## Extract to read

•••

# Vicksburg bottle ID



## tomcat4u (Mar 21, 2006)

Just picked up this bottle at a yard sale! Not a collector per se but collect things OLD! This appears to be a soda bottle, 81/8" tall and 21/4" in diameter. Circle seam on smooth bottom connected to vertical seams stopping below lip. Color is very light aqua green, almost clear. Crown top and smooth base with embossed "P". Rim of base appears to be embossed with P OCT 539. The condition is near mint with one small open bubble and several "mold scars" no breaks,cracks, nicks or scratches. The inside of the neck is slightly whittled with a strange small copper ball inclusion which appears to be orignal to manufacturing. The clarity of the glass is milky with many bubbles. It is embossed with VICKSBURG BOTTLING WORKS VICKSBURG, MISS. inside a circle or oval. The bottle has a unique waxy texture to it! I will post photos tonight.

 Anyone have any info or ideas as to what this is?


----------



## capsoda (Mar 21, 2006)

Hey David, And welcome to the forum. Thats a pretty good write up man. You sell on Ebay or have you been studing up on bottles.LoL. Studing up on bottles leads to bottle addiction and eventually bottle fever.[]

 I've seen the bottle you are talking about but it's been a while and I can't give you an accurate value or the history. There are some forum members out your way who will be able to help you when they come on line.

 Oh yeah, the waxy feeling may be oil. When bottles are cloudy if you rub oil on them it makes them appear clearer. It's alright for your own collection but should be told to prospective buyers. Nothing wrong with wanting your bottles to look better.


----------



## tomcat4u (Mar 21, 2006)

Warren
 I only BUY on EBAY. All my hobbies cost money! Really, I read constantly and I am a classically trained anthropologist, what the heck am I doing in Public Works? 
 I collect anything old and unusual, and I love knowlege for knowlege sake. My wife says I'm a depository for useless information..or was that a usless depository for information.
 Anyhow (that's Mississippian...I'm really from Texas Y'all) I love the thrill of finding the "story" of unusual items, this bottle is just one. People walk into my office and just scratch their heads...it looks like the basement of a junk store!
 Boy I do ramble! 
 Glad to be here, hope I can contribute.

 DTH


----------



## capsoda (Mar 21, 2006)

Hey David,  98% of my brain is used to collect useless facts that will never make me rich and the other 2% is broken.[&:] My wife says your depository for usless information statement drescibes me to a T except she says depository without a filter.LoL Or maybe she said a supository.[8D]

 Check out this site for bottle Info that will blow your mind.

 http://www.blm.gov/historic_bottles/index.htm


----------



## Mihai (Mar 21, 2006)

For everything I collected I wanted to know as much as possible.

 There is a japanese approach to knowledge (well focused on a certain subject) and there is an enciclopedic way to learn. None of them is the only right one but I prefer the last.


----------



## capsoda (Mar 21, 2006)

•••

## Written task
In the Vicksburg bottle thread, what does one reply suggest might cause the bottle's waxy texture?

•••

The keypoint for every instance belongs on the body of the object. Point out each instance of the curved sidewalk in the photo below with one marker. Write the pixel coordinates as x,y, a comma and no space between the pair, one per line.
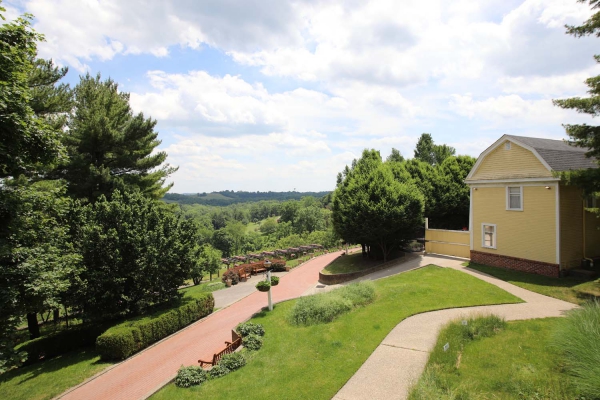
401,357
141,375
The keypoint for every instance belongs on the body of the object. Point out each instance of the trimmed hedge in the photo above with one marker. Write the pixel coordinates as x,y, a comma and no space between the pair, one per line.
123,340
61,342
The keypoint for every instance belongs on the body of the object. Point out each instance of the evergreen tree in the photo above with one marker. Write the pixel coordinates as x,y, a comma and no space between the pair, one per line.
584,135
109,147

•••

## Exercise output
Oil, which is sometimes rubbed on cloudy bottles to make them look clearer.